Return, verbatim, the lines of the records from the line containing "Could you please outline every instance of the black" through the end of the records, both ends included, leaving out any pictures.

| ENTRIES SUPPLIED |
• • • • •

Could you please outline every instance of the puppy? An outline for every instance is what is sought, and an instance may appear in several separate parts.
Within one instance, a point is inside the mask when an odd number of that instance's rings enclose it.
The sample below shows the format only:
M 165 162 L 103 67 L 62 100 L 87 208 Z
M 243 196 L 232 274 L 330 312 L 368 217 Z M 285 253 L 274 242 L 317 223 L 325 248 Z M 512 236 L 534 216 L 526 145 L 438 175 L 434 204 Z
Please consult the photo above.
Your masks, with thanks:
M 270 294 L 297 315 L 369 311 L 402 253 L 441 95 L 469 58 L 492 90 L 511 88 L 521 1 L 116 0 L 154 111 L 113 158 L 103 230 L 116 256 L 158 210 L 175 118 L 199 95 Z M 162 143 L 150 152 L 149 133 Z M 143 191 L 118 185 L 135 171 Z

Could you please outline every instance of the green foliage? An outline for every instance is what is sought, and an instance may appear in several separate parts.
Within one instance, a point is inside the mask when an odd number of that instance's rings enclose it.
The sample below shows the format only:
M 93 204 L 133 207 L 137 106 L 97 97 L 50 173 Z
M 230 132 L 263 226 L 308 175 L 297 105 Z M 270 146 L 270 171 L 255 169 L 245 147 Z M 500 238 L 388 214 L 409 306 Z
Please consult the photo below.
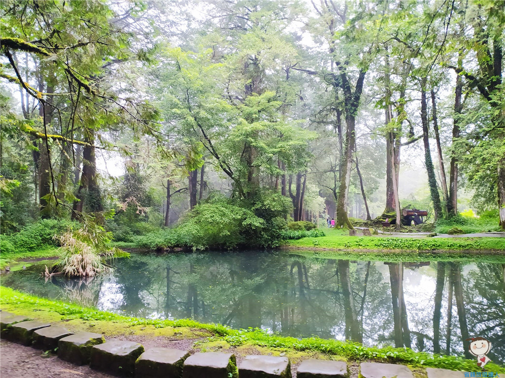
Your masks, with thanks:
M 41 219 L 25 226 L 19 232 L 2 235 L 2 251 L 27 252 L 57 246 L 59 243 L 53 238 L 54 235 L 75 229 L 77 224 L 67 220 Z
M 333 233 L 332 233 L 333 234 Z M 318 239 L 318 247 L 325 248 L 359 250 L 381 249 L 412 251 L 505 250 L 505 243 L 499 237 L 425 238 L 357 237 L 330 234 Z M 310 249 L 314 247 L 312 239 L 305 237 L 290 240 L 287 244 Z
M 312 222 L 307 221 L 298 221 L 298 222 L 288 222 L 287 228 L 290 230 L 306 230 L 309 231 L 316 228 L 316 225 Z
M 304 229 L 289 229 L 282 232 L 282 238 L 284 240 L 297 240 L 304 237 L 321 237 L 325 236 L 326 234 L 324 231 L 319 228 L 314 228 L 310 231 Z
M 483 213 L 478 218 L 459 215 L 446 219 L 440 219 L 437 222 L 435 231 L 437 233 L 449 233 L 451 229 L 457 228 L 461 230 L 461 233 L 486 232 L 489 231 L 499 231 L 497 211 Z
M 110 322 L 112 325 L 152 325 L 160 328 L 191 327 L 209 331 L 215 335 L 212 340 L 223 340 L 234 346 L 251 345 L 275 348 L 277 350 L 319 351 L 331 355 L 340 356 L 351 360 L 405 363 L 413 367 L 438 367 L 471 371 L 476 371 L 478 368 L 474 359 L 415 352 L 407 348 L 369 347 L 357 343 L 317 337 L 301 339 L 284 337 L 275 334 L 269 334 L 267 331 L 258 328 L 236 330 L 219 324 L 199 323 L 190 319 L 160 320 L 130 318 L 61 301 L 38 298 L 9 288 L 2 287 L 2 292 L 0 304 L 4 308 L 15 312 L 22 311 L 25 314 L 37 309 L 57 314 L 59 319 L 62 320 L 100 321 Z M 487 368 L 490 371 L 505 373 L 505 368 L 493 362 L 488 363 Z

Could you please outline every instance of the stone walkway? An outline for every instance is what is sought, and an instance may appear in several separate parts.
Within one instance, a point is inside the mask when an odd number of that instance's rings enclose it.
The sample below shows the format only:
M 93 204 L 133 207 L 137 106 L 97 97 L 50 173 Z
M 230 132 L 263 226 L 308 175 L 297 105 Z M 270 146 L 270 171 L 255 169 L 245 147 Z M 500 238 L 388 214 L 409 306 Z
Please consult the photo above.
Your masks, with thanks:
M 149 378 L 349 378 L 358 375 L 350 374 L 350 365 L 343 361 L 307 359 L 293 372 L 291 362 L 285 357 L 248 355 L 237 364 L 232 353 L 191 354 L 188 350 L 160 347 L 144 350 L 139 343 L 117 339 L 106 340 L 103 335 L 91 332 L 73 334 L 61 325 L 43 323 L 4 311 L 0 312 L 0 336 L 41 350 L 57 349 L 60 359 L 79 366 L 89 365 L 91 371 L 97 372 L 86 374 L 64 368 L 73 372 L 68 376 L 107 376 L 103 373 Z M 4 343 L 3 355 L 9 353 Z M 4 371 L 3 366 L 2 369 Z M 419 375 L 416 371 L 416 377 Z M 426 375 L 427 378 L 465 376 L 462 371 L 430 368 L 426 369 Z M 414 378 L 413 372 L 405 365 L 375 362 L 361 363 L 359 375 L 363 378 Z

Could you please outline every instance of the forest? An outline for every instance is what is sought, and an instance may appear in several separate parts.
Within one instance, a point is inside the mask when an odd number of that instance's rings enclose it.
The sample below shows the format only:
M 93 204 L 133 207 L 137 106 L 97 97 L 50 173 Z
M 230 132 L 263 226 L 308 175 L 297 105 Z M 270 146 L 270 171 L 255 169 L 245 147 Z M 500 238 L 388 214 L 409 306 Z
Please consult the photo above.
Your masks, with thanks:
M 505 373 L 504 48 L 505 0 L 2 0 L 0 373 L 104 372 L 27 319 Z
M 276 246 L 293 221 L 405 231 L 412 208 L 424 230 L 505 229 L 505 2 L 12 0 L 1 18 L 5 251 L 68 227 Z

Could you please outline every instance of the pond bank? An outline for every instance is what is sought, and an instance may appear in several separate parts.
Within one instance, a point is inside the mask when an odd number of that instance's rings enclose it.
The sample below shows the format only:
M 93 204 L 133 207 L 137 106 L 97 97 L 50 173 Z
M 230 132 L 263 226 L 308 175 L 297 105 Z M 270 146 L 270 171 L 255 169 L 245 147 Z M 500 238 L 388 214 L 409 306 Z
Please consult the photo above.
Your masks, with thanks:
M 191 320 L 157 320 L 130 318 L 98 311 L 94 308 L 52 301 L 1 287 L 2 309 L 22 315 L 33 314 L 45 322 L 65 322 L 74 332 L 89 331 L 107 336 L 124 336 L 132 340 L 163 340 L 164 343 L 187 343 L 201 351 L 232 350 L 239 355 L 259 354 L 283 355 L 294 363 L 308 358 L 370 360 L 403 363 L 413 367 L 439 367 L 451 370 L 477 371 L 473 360 L 453 356 L 433 356 L 408 348 L 378 348 L 361 344 L 318 338 L 296 339 L 268 335 L 260 330 L 236 330 L 216 324 L 199 323 Z M 505 373 L 505 367 L 490 363 L 489 371 Z

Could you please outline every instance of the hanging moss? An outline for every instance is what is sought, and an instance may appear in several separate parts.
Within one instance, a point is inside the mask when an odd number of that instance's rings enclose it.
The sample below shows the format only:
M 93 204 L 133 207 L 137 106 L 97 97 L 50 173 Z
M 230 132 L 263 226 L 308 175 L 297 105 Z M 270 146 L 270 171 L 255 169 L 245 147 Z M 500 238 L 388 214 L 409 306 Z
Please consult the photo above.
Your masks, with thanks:
M 11 50 L 17 50 L 27 52 L 34 52 L 40 54 L 45 56 L 48 56 L 49 53 L 45 49 L 39 47 L 29 42 L 22 39 L 9 37 L 4 37 L 0 38 L 0 44 L 4 48 L 9 48 Z

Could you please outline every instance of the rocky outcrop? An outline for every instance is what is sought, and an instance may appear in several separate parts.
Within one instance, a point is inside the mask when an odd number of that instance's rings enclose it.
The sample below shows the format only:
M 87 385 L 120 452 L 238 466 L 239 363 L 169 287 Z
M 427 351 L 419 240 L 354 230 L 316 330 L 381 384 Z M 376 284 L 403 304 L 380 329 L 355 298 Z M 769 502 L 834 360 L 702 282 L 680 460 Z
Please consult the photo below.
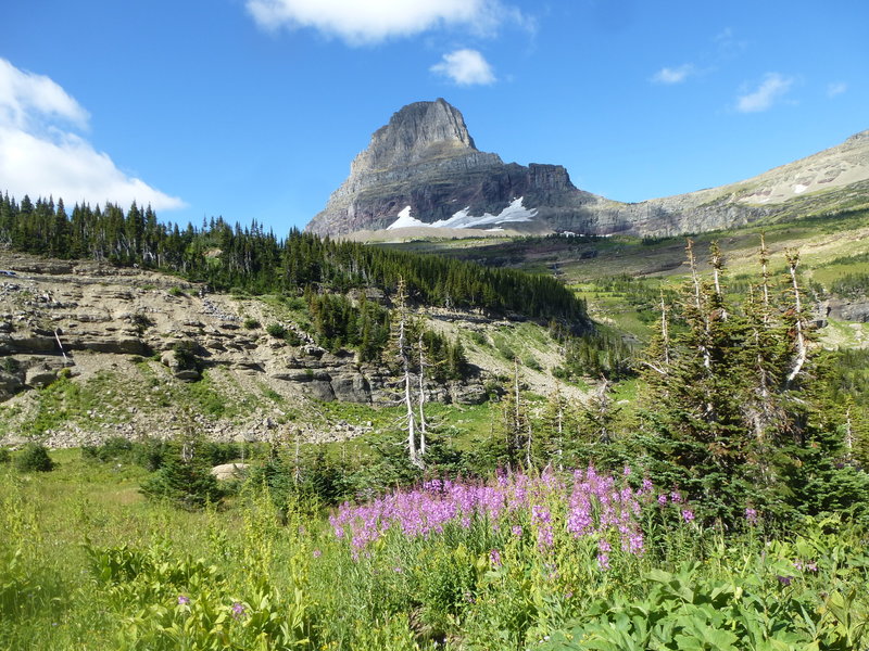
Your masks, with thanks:
M 389 228 L 410 206 L 423 225 L 491 215 L 479 228 L 672 235 L 748 224 L 790 209 L 869 205 L 869 131 L 746 181 L 626 204 L 576 188 L 561 165 L 504 163 L 479 151 L 444 100 L 416 102 L 371 136 L 348 179 L 306 230 L 322 235 Z M 521 197 L 532 218 L 502 219 Z M 459 228 L 474 227 L 466 219 Z M 451 225 L 452 227 L 452 225 Z
M 407 152 L 406 155 L 412 155 Z M 297 324 L 287 322 L 303 343 L 291 346 L 262 327 L 242 326 L 241 312 L 263 309 L 227 295 L 144 270 L 113 269 L 96 263 L 46 261 L 47 273 L 32 256 L 0 252 L 0 268 L 17 271 L 0 284 L 0 401 L 27 388 L 41 388 L 61 373 L 117 356 L 153 357 L 172 378 L 197 382 L 209 369 L 262 379 L 281 393 L 317 400 L 386 405 L 394 403 L 396 380 L 389 369 L 358 363 L 350 350 L 329 353 Z M 367 299 L 382 293 L 367 292 Z M 257 314 L 266 323 L 274 317 Z M 99 362 L 96 362 L 99 367 Z M 451 388 L 432 387 L 430 399 L 476 400 L 480 381 Z
M 537 208 L 541 222 L 568 225 L 593 221 L 587 207 L 601 201 L 578 190 L 561 165 L 505 164 L 498 154 L 480 152 L 462 114 L 444 100 L 417 102 L 371 136 L 350 177 L 306 230 L 335 235 L 388 228 L 406 206 L 427 224 L 463 209 L 498 215 L 517 197 Z

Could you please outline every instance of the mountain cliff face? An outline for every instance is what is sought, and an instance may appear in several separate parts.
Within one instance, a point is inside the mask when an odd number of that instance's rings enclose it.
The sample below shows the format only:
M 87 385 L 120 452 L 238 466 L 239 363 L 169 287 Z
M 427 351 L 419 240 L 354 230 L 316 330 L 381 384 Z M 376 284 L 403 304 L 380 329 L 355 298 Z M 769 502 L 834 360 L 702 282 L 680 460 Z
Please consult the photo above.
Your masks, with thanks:
M 378 129 L 305 230 L 342 235 L 440 227 L 672 235 L 843 201 L 869 204 L 869 131 L 746 181 L 625 204 L 576 188 L 561 165 L 504 163 L 479 151 L 462 113 L 439 99 L 408 104 Z
M 496 219 L 519 197 L 526 214 L 514 210 Z M 593 220 L 587 206 L 601 201 L 578 190 L 561 165 L 505 164 L 498 154 L 479 151 L 462 114 L 439 99 L 408 104 L 378 129 L 306 230 L 337 235 L 385 229 L 407 206 L 424 225 L 446 222 L 458 213 L 469 224 L 488 214 L 495 218 L 489 227 L 521 220 L 539 230 L 549 222 Z

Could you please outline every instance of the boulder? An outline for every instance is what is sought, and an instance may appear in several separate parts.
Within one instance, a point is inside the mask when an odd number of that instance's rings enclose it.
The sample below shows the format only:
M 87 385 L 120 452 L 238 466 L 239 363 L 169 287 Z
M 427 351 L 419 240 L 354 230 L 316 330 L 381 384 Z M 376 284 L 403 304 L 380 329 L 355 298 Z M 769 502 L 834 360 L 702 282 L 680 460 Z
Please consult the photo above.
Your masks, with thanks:
M 27 386 L 41 388 L 53 383 L 54 381 L 56 381 L 56 379 L 58 379 L 56 369 L 51 369 L 45 365 L 40 365 L 27 369 L 27 374 L 25 375 L 24 383 Z
M 213 474 L 218 482 L 224 480 L 240 480 L 248 474 L 250 465 L 250 463 L 222 463 L 221 465 L 212 468 L 211 474 Z
M 344 403 L 370 403 L 371 387 L 362 373 L 349 373 L 332 378 L 335 398 Z

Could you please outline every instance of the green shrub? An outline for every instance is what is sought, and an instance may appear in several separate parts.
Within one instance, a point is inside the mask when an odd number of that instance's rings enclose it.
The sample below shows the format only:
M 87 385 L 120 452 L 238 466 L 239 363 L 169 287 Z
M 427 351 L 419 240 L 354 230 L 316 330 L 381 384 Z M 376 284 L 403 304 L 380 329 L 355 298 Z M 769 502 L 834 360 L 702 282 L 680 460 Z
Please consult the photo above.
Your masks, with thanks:
M 142 495 L 152 500 L 166 500 L 187 510 L 219 503 L 223 490 L 211 474 L 207 460 L 198 456 L 185 461 L 177 449 L 173 451 L 175 454 L 167 455 L 160 469 L 142 483 Z
M 182 370 L 199 370 L 199 358 L 197 350 L 199 346 L 192 341 L 176 342 L 172 350 L 175 353 L 175 361 Z
M 21 472 L 49 472 L 54 470 L 54 462 L 46 446 L 40 443 L 28 443 L 15 458 L 15 468 Z

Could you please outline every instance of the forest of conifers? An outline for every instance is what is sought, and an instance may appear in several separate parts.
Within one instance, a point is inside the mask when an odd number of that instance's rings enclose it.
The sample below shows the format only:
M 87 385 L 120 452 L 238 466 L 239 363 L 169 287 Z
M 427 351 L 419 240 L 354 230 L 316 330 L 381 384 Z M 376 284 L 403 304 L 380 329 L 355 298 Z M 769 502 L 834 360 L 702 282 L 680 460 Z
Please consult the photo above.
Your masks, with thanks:
M 582 299 L 557 280 L 512 269 L 491 269 L 441 256 L 386 251 L 353 242 L 322 240 L 291 230 L 286 239 L 222 218 L 201 228 L 158 220 L 151 207 L 78 205 L 67 214 L 62 200 L 18 203 L 0 199 L 0 244 L 59 258 L 91 258 L 178 273 L 215 290 L 299 293 L 317 286 L 343 293 L 379 288 L 392 293 L 404 279 L 410 301 L 532 319 L 557 319 L 579 331 L 588 326 Z

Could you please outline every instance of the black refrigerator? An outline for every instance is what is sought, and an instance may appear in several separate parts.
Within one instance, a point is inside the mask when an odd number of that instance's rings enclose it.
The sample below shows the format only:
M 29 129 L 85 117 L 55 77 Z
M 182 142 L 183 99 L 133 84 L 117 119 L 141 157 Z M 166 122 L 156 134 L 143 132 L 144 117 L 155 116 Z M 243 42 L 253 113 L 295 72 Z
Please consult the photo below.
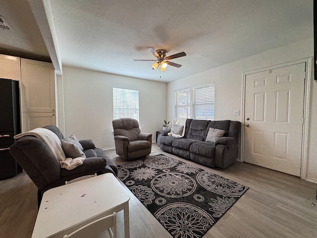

• • • • •

| PROBLEM SOLUTION |
Could you please outline every instance of the black refrigerator? An outline for every instance is what is sought, and an instance may appear in several separate parts.
Within one instance, a point is inside the mask when an odd number of that instance's rings enclose it.
The sample below shows the format only:
M 29 129 L 85 117 L 55 77 Z
M 182 142 L 183 99 L 133 84 L 117 119 L 141 157 Z M 166 122 L 156 134 L 143 132 L 144 117 L 155 116 Z M 243 42 L 253 113 L 295 72 Z
Please consult the photo below.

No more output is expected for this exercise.